[Collected data entries]
* start *

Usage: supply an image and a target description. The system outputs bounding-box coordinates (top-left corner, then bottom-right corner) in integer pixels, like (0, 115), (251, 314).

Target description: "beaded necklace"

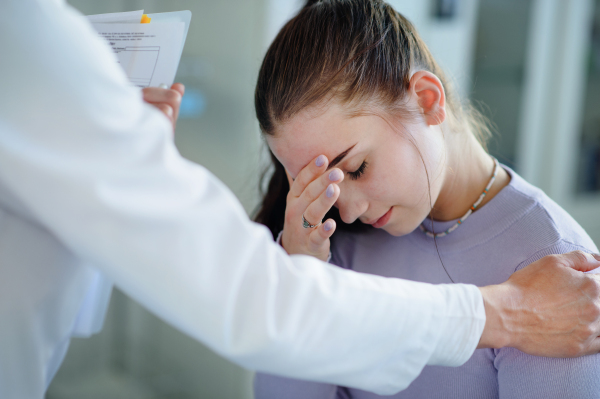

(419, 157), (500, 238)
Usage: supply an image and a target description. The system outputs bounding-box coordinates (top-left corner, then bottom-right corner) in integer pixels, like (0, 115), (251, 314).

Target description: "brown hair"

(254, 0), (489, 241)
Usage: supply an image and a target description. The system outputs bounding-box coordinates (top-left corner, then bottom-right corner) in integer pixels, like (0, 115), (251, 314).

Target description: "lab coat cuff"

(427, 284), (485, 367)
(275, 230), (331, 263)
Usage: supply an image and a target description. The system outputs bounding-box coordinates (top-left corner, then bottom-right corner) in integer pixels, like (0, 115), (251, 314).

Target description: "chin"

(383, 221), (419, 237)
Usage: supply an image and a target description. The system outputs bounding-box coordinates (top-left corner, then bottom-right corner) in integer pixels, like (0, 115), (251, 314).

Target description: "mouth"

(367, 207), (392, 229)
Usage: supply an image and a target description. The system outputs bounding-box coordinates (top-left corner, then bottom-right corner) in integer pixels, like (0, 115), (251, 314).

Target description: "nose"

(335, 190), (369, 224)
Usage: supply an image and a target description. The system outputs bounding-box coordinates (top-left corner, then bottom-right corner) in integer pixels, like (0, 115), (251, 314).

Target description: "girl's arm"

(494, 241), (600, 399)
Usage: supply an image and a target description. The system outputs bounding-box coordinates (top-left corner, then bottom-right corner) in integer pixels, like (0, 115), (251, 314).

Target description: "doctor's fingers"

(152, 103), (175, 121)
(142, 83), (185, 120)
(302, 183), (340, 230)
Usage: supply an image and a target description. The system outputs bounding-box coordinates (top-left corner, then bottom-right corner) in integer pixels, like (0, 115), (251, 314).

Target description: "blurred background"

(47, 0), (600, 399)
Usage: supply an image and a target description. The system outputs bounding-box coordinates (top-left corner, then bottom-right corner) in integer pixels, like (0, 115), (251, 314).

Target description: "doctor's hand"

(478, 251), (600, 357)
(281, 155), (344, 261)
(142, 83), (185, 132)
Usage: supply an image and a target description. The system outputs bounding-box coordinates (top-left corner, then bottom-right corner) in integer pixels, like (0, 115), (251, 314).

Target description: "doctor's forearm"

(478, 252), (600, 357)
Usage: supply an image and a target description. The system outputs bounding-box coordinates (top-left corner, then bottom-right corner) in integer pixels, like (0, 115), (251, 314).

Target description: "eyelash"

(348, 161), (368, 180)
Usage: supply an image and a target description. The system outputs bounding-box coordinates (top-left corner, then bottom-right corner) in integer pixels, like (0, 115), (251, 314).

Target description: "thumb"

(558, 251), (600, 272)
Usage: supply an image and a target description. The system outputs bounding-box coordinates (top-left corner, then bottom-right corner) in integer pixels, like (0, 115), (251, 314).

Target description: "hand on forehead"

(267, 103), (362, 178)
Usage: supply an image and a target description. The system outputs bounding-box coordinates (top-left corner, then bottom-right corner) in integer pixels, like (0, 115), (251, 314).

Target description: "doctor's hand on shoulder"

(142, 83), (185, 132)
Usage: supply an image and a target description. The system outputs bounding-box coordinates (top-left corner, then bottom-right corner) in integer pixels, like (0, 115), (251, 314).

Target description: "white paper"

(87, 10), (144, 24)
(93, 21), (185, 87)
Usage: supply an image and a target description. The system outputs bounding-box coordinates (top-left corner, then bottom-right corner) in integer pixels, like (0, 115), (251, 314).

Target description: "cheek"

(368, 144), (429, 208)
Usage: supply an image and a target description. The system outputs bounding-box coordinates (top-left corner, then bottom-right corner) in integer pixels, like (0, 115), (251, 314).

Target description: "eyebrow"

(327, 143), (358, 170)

* end *

Arrange the lines from the start of the records above through the line that contains "(254, 0), (489, 241)" as a numbered list, skipping blank lines and leaving the pictures out.

1. Usage: supply an image and a target description. The system outputs bounding-box coordinates (top-left corner, then bottom-right corner) in integer pixels, like (0, 115), (251, 314).
2. Target description: "beaded necklace"
3. (419, 157), (500, 238)
4. Usage: supply an image and a target description. The system outputs bounding-box coordinates (top-left corner, then bottom-right corner) in integer pixels, like (0, 115), (251, 314).
5. Target description: "brown hair"
6. (254, 0), (489, 241)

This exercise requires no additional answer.